• _Data extracted from a collection_
============
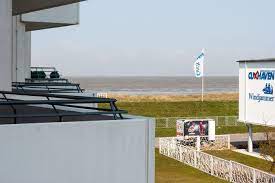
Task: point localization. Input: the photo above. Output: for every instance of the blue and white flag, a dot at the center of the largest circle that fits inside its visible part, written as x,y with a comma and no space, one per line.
198,65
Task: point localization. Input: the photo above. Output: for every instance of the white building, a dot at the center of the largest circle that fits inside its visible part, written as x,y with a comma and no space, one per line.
90,144
256,96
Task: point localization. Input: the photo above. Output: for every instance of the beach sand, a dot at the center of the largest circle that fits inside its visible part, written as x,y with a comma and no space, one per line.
175,98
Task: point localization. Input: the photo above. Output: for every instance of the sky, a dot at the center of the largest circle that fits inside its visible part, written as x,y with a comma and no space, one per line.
158,37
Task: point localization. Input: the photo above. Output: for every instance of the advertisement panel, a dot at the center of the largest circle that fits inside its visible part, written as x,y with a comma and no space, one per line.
256,101
196,127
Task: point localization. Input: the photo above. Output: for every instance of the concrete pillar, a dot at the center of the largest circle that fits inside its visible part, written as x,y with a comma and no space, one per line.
250,138
5,44
21,51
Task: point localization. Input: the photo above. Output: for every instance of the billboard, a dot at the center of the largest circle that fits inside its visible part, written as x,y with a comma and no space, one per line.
256,94
196,127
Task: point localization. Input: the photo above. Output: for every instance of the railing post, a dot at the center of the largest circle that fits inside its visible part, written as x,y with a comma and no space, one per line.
230,172
166,123
212,165
198,143
226,120
254,176
195,159
217,121
228,142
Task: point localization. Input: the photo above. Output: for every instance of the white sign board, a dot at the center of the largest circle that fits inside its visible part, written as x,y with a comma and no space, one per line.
256,95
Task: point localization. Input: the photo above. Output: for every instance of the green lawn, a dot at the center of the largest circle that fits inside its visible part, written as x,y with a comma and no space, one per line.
175,109
172,171
187,109
244,159
169,132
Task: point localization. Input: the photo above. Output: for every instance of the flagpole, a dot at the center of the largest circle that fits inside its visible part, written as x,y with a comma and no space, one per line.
202,87
202,79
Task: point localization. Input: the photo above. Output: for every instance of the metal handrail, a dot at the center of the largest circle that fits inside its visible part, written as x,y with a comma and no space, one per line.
59,100
50,87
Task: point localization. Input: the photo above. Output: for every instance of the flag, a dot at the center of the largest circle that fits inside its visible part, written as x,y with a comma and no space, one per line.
198,65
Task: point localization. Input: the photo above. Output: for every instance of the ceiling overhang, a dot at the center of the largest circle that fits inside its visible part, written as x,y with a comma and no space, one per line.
52,18
26,6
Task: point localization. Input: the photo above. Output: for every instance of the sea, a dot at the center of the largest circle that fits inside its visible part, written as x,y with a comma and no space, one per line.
158,85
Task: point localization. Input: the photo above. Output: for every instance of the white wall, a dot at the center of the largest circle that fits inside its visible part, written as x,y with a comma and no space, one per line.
256,111
21,51
120,151
5,44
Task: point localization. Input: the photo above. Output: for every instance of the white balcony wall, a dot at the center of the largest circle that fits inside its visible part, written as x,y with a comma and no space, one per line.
117,151
54,17
5,44
21,51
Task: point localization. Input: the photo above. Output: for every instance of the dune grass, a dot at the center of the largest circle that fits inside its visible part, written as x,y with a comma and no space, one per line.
184,108
170,132
172,171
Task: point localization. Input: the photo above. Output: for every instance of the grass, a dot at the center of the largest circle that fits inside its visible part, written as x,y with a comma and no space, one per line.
169,132
175,98
187,109
184,108
244,159
172,171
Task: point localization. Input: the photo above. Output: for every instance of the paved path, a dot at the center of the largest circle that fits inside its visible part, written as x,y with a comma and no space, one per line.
240,137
============
• _Exercise requirements_
Quote every record above exactly, leaving out the pictures.

• _Response below_
Task: point localization. Input: the photo above. Output: for every instance of the blue and white flag, a dot at the center of the largest circle that fits inside its visible part, written as x,y with a comma and no space, one per line.
198,65
Task: point localization. Input: the photo above. Output: for every instance of the white building, a dot at the center of the largest circle that fits inside its visible part, written as x,y with a comma and no space, one per line.
90,144
256,96
Task: point localization. Input: the photo above. Output: for every instance of the beach sand, a dot at the center of the largest circle that fits inside its visible part, written as x,y with a comma and no space, one per line.
175,98
Task: point localization. Input: the photo above. Output: for every instance of the sky, a dot at the center of the largest circle that fits inside its visible part, written as x,y with a comma and no space, one per line.
158,37
Task: point localization. Input: the photo above. Output: for every instance of the advertisement panel, a dot at the center of the largest circle that fits inside its visible part, written as x,y with a comma and no space, one per line.
256,101
196,127
Task: point localization. Input: the photo above. Output: for every instance of the concrete pillar, a dot at the center of the largest circle that fits inside its visible part, written as x,y with a comma and no space, one per line.
250,138
5,44
21,51
Task: point localization. Input: the photo above. Output: for every instance of the billboard, a dot at the center of the largest circle that fits inside its visible part, written as x,y with a comma and no space, one per line.
256,94
196,127
Task: point localization. Input: the photo above. Output: for every instance of the railing post, a dot at the center of the largest circle that fits inside its visible part, written as x,y with a comma and no space, one per line.
230,172
166,123
212,165
198,143
226,120
254,176
195,159
217,121
228,142
Task: point localization. Input: the photo above. Output: for every instance of the white sign board, a dot at the center of the largest circle that fits inside its visible part, written as x,y with a comma and no space, one per line.
256,95
Task: point localization. Input: the photo above. Output: for every instance of the green lawn, a dot at the center of the largest circle that fits inside its visible part, written as x,y with a comma and no space, one per line.
175,109
172,171
187,109
244,159
169,132
Task: point localization. Input: the photo above. Output: for every instance of the flagpole, a dot at the center of the largest circle that fits inside its visible part, written as x,y with a comma and no space, one per line.
202,87
202,79
Task: point localization. Input: the photo above. Output: for every instance of the metal handrail, a dot at the center of the largest circle that fits inside its visible part, written as x,y with a comma and no space, one per line.
59,100
50,87
Task: point localization. Input: the photo above. Output: for every instance of the flag, a dot at the center of the largest circle that fits inside its visible part, written as x,y with a comma and no space, one per line.
198,65
Task: point localization. Input: the photo above. Output: for every instance of the ceiling overhang, a dot at the center of the largest circle that fits inside its visible part, written as x,y with a comma and no space, one per line.
52,18
26,6
Task: point localization. Input: the photo above. Output: for every instance of the sea, a dot at the center of the largest circle that fits inside its visible part, written as x,y with a comma and no space, one per line.
158,85
Task: point localization. Input: the photo above. Output: for every instance of the white wall, a dot at the center of the largest circle that fits inside its visible part, written as x,y with a comma and no space, one per line.
256,111
21,51
120,151
5,44
Task: point localization. Input: the photo above. Output: for every instance of the white balcony wall, a dot at the center of the largest circle that fits inside its visible part, written as x,y with a comma and no space, one per line.
117,151
54,17
5,44
21,51
Task: point localization. Input: the photo above. Output: for every instance of the dune grass, a dot at the center of the largest circle that fits inside its visible part, written as x,y with a comma and no space, one per line.
184,108
170,132
172,171
Task: point localization. Input: the photo above. Output: for every instance of the grass, a dot at the center of the largest circle that fits inside its visible part, written as x,y with a comma and no space, one per line.
169,132
175,98
187,109
184,108
244,159
172,171
Task: point localization. Input: the photo above. Output: for every instance of the paved path, a dot at the center of the largest circle that fits inside its visible part, written as x,y with a comma and no space, one per line.
240,137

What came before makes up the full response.